| Instructions for the task |
How many lines in the records below hold the string "decorative"? Please answer with the number and nothing more.

<<<<

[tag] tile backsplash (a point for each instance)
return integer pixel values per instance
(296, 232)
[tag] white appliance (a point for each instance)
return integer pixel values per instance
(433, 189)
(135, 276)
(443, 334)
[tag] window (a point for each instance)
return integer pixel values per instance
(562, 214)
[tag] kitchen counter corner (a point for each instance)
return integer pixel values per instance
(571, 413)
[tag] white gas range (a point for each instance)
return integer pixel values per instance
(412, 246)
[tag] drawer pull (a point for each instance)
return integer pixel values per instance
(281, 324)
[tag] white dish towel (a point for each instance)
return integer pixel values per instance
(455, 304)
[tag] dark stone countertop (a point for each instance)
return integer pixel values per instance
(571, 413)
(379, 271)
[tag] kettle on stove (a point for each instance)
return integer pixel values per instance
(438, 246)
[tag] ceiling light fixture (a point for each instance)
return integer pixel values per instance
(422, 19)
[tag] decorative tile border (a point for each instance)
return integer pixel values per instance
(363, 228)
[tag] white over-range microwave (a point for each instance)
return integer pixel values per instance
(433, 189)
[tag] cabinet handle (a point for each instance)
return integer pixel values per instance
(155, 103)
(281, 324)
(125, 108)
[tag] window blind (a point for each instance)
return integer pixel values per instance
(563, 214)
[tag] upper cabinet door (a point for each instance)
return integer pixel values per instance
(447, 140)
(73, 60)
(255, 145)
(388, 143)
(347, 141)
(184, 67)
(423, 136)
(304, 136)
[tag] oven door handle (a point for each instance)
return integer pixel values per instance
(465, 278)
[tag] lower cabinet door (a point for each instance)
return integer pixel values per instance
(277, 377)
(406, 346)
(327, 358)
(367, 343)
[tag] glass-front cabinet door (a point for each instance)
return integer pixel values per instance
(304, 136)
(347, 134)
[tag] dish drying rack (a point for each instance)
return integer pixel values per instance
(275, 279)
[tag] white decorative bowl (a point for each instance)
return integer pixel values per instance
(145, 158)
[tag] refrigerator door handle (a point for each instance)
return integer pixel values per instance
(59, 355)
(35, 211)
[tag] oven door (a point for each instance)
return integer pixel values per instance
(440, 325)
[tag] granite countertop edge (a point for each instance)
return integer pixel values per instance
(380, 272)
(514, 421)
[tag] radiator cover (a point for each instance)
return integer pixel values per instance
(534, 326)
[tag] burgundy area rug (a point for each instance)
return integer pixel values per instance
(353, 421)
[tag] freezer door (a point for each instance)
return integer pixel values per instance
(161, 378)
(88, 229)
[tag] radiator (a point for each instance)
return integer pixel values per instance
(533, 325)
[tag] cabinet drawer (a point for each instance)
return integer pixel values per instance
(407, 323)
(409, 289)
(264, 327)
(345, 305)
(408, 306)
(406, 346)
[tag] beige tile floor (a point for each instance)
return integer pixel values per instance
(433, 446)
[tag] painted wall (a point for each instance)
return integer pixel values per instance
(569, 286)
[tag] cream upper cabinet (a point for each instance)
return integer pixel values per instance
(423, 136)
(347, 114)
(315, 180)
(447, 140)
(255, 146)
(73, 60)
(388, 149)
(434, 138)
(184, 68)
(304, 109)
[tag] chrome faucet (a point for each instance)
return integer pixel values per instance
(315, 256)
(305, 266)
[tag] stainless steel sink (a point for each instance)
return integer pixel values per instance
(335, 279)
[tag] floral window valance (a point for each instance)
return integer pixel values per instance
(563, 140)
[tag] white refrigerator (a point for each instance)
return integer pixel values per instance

>>>>
<<<<

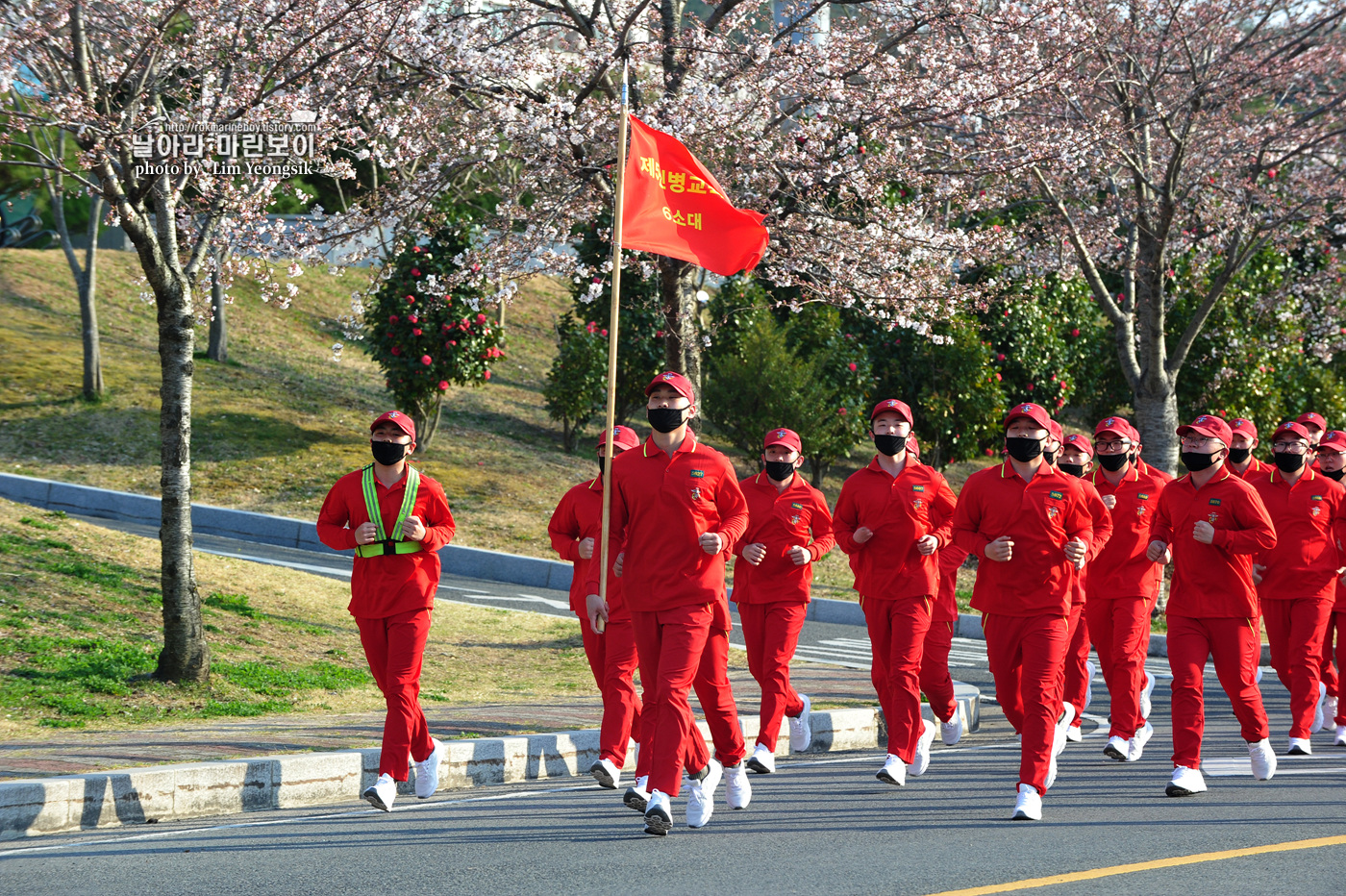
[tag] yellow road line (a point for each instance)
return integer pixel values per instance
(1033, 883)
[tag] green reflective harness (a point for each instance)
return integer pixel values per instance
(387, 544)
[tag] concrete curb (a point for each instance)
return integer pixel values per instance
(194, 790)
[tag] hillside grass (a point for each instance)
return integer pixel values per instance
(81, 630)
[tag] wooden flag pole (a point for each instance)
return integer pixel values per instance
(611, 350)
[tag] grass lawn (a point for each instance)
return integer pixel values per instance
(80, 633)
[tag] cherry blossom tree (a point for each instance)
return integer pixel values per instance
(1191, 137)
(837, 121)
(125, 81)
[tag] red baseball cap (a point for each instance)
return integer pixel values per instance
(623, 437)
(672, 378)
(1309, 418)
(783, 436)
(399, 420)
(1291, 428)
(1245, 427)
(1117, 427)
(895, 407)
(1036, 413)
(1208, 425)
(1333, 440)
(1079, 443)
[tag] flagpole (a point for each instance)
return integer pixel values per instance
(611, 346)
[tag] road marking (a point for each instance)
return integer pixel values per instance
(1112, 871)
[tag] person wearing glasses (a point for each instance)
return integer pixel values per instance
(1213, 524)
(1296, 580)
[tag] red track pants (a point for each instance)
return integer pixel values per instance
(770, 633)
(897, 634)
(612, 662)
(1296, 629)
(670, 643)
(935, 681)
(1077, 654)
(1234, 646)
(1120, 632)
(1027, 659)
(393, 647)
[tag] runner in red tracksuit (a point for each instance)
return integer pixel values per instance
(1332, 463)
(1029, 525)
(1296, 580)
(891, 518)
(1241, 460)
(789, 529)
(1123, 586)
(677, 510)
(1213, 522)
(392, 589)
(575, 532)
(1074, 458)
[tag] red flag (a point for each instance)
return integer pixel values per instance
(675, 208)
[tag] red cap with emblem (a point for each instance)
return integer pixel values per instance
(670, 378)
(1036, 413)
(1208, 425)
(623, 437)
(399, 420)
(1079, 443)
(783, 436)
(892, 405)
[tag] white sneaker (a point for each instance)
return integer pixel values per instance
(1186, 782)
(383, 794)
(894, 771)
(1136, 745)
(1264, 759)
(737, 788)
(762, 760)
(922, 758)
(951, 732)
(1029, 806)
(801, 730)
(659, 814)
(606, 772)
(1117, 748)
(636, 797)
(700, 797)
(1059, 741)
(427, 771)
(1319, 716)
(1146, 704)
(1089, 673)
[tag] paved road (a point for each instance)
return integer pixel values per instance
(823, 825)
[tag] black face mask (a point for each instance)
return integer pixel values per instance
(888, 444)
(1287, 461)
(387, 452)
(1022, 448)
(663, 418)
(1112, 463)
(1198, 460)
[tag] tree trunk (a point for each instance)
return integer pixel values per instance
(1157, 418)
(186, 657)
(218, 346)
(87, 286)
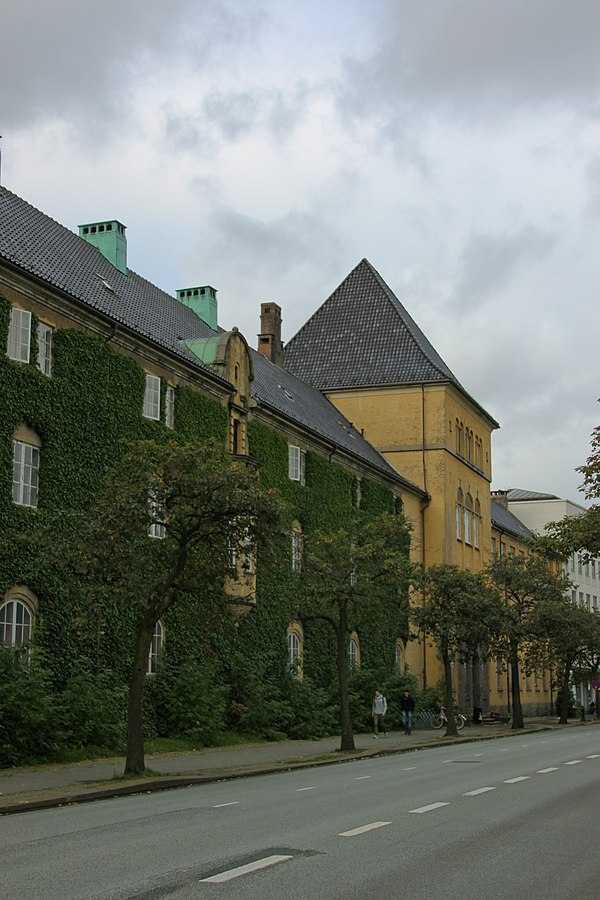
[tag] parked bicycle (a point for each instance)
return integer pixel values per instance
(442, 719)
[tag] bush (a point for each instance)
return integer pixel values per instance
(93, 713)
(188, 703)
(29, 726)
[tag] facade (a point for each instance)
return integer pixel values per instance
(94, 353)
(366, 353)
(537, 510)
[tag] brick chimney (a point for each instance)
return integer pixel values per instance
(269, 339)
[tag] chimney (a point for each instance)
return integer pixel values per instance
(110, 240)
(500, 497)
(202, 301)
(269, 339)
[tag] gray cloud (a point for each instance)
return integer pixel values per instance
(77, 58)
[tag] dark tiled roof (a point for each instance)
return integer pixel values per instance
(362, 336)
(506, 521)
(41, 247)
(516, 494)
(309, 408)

>>>>
<<<<

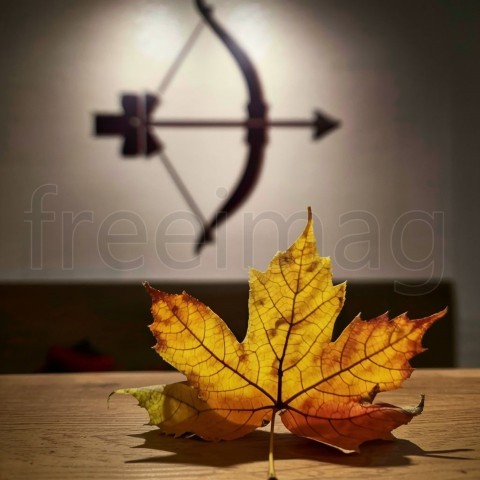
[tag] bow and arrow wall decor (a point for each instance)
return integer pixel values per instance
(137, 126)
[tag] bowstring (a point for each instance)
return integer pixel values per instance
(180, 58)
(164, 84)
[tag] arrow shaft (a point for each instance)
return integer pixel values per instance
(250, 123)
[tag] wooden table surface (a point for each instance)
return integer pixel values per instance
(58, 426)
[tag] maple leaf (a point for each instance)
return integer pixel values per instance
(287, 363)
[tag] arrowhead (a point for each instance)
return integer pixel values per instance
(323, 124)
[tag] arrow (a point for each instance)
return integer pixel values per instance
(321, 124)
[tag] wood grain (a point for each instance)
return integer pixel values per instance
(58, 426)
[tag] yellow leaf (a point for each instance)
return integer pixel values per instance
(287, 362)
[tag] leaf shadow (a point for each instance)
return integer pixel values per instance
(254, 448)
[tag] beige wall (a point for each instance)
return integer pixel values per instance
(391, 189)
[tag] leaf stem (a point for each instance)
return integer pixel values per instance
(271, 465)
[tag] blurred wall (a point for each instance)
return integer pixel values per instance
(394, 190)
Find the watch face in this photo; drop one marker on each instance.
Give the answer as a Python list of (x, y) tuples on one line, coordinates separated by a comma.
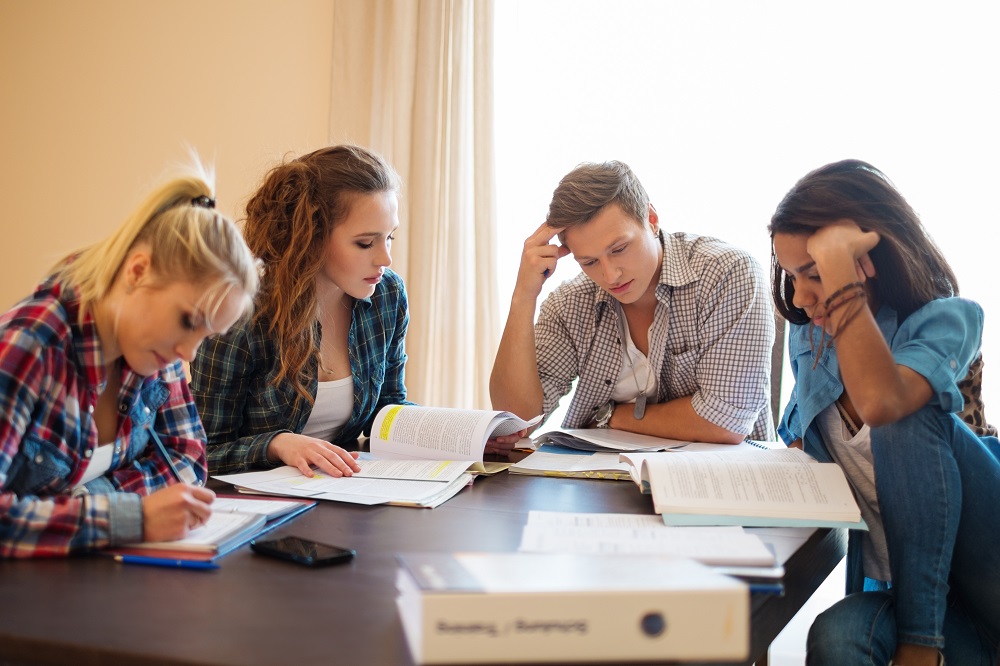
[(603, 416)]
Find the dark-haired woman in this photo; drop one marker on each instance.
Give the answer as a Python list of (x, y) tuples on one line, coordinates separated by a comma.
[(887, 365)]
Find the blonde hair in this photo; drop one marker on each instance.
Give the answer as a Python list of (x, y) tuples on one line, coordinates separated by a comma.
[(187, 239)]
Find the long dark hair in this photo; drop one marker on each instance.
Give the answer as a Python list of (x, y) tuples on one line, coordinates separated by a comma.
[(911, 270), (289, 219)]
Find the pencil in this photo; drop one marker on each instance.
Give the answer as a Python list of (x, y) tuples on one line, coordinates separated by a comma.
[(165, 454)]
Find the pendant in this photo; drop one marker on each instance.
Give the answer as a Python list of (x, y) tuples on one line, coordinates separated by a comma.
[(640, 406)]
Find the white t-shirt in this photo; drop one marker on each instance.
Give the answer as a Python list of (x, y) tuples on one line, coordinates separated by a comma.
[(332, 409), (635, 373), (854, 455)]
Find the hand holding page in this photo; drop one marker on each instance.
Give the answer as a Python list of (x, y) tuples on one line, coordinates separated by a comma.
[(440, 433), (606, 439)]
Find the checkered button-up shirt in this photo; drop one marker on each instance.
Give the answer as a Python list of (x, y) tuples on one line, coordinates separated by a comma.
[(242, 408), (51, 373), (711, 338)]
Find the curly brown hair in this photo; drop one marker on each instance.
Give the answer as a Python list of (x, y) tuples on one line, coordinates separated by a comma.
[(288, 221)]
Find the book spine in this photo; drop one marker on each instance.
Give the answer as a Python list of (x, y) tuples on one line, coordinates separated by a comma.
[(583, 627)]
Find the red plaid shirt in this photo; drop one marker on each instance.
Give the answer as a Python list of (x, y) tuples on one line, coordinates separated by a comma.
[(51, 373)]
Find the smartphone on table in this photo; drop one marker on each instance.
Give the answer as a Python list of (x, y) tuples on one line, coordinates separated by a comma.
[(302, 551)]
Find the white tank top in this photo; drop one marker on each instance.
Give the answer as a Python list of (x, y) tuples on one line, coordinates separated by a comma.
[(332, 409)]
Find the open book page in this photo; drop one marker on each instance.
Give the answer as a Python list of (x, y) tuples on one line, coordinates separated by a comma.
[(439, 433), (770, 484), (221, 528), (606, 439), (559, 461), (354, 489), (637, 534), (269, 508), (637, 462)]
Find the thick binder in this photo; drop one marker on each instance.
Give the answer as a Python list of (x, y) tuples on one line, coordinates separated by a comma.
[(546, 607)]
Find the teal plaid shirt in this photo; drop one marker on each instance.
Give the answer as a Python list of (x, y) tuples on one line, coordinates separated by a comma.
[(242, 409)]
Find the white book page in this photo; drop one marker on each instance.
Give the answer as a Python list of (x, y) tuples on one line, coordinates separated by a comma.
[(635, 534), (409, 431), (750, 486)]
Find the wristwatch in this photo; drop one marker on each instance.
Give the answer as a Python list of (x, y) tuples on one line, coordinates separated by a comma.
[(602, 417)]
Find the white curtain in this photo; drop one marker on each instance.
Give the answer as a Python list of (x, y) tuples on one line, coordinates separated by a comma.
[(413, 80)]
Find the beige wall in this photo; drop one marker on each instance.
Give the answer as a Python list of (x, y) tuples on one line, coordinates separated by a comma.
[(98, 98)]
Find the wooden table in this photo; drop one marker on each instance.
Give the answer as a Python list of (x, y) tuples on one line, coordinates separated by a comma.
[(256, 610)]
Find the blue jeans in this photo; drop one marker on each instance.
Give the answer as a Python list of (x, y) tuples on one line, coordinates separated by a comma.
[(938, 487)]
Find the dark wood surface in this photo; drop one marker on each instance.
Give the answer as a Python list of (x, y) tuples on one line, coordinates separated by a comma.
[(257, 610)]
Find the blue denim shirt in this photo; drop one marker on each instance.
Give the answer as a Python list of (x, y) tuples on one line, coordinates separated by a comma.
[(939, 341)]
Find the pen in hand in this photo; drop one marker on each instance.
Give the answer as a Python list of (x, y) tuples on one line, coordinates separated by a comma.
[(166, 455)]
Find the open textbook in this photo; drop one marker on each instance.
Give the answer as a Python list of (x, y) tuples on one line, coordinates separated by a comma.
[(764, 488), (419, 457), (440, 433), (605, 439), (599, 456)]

>>>>

| Output of the task |
2